• WHAT IS REQUIRED
How many lines of the material below contain the string "gray"? Case counts. Reply with the number only.

• DATA TO USE
--- --- ---

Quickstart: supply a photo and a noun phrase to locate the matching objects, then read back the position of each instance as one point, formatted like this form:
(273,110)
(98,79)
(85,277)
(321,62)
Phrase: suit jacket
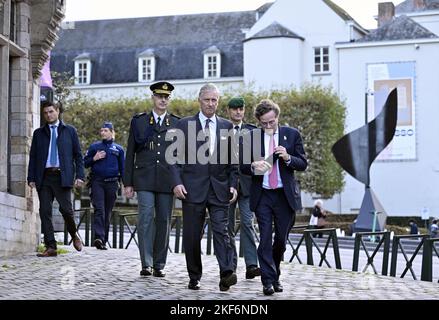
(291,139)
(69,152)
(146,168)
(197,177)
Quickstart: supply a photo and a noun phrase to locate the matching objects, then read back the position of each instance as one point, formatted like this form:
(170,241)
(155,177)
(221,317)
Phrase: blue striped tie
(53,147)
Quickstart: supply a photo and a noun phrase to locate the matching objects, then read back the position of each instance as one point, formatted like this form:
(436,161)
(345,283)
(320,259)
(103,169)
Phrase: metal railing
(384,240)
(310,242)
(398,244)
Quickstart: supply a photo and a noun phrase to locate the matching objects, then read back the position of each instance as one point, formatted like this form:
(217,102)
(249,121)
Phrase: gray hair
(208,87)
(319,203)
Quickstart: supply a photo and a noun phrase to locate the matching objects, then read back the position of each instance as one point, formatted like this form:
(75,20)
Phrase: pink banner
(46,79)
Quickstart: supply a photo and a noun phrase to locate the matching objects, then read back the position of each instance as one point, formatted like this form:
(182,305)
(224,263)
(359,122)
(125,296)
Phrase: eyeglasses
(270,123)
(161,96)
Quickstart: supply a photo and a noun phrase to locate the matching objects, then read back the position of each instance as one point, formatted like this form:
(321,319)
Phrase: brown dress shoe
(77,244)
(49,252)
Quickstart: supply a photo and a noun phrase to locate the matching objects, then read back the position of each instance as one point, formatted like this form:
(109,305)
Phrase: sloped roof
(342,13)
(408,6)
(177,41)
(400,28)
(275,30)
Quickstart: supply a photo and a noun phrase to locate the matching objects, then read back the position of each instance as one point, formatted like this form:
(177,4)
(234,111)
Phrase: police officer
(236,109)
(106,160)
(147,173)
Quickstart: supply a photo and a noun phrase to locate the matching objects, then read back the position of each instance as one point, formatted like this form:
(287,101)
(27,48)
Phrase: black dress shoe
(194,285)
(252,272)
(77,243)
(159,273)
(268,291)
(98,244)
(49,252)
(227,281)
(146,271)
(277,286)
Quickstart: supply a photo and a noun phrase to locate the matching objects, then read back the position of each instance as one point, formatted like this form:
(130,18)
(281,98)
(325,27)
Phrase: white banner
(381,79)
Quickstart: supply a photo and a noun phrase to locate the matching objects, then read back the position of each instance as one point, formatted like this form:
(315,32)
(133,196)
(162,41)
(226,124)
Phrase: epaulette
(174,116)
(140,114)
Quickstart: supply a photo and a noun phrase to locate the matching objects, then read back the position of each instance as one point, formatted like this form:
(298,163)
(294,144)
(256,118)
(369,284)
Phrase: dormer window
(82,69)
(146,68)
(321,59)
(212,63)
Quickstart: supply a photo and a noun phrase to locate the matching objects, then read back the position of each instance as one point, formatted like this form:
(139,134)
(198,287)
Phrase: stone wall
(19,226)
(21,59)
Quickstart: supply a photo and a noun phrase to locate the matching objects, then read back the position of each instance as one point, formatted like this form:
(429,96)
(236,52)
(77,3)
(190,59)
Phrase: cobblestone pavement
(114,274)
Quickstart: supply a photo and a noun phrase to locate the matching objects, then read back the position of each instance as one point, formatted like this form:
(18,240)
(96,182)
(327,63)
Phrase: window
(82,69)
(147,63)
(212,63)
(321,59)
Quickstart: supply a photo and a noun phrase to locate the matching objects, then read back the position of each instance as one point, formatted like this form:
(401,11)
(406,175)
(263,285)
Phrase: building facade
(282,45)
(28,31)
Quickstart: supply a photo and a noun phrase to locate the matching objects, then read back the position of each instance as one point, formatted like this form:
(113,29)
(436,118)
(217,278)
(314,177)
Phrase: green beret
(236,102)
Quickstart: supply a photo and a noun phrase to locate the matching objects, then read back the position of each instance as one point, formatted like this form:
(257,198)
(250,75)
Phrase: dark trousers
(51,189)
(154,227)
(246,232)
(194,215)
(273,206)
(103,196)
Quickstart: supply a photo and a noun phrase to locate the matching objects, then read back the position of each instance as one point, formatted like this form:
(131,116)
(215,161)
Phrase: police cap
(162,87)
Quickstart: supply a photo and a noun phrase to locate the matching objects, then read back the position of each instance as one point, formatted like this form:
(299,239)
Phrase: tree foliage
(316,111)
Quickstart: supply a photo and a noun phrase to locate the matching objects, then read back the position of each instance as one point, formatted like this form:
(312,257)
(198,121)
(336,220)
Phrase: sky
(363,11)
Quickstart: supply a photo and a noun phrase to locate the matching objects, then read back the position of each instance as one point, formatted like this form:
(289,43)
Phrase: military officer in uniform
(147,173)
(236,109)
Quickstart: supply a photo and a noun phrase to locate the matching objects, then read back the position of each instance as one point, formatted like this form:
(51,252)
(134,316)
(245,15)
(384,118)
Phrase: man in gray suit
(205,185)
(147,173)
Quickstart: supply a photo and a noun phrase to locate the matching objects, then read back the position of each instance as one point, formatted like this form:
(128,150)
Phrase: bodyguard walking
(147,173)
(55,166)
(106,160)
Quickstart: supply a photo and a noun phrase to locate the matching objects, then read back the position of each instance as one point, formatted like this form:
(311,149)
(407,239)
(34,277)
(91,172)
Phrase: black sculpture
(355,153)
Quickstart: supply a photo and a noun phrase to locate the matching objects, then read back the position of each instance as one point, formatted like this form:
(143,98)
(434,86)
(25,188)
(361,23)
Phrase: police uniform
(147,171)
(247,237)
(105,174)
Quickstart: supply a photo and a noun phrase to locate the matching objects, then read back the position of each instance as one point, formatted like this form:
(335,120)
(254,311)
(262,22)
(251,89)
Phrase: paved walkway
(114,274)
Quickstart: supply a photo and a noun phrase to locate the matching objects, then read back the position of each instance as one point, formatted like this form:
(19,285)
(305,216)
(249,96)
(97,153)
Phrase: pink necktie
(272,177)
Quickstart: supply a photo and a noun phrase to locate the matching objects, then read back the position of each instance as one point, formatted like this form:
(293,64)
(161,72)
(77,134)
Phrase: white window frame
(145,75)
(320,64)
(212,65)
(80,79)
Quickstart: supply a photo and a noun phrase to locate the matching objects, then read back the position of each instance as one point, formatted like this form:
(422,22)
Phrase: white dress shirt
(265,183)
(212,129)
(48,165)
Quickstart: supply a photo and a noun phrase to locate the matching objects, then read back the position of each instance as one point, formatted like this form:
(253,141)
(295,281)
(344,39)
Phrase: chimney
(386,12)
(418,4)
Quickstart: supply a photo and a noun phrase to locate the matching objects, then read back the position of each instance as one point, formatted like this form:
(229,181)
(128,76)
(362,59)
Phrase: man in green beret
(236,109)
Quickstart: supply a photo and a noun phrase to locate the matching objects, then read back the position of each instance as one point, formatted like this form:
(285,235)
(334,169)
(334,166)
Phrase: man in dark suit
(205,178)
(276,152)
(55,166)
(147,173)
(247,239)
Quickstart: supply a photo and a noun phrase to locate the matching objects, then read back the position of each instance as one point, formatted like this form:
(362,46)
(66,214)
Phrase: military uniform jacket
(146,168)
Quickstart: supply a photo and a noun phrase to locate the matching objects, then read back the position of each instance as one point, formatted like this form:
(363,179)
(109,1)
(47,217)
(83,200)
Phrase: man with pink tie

--- --- ---

• TASK ANSWER
2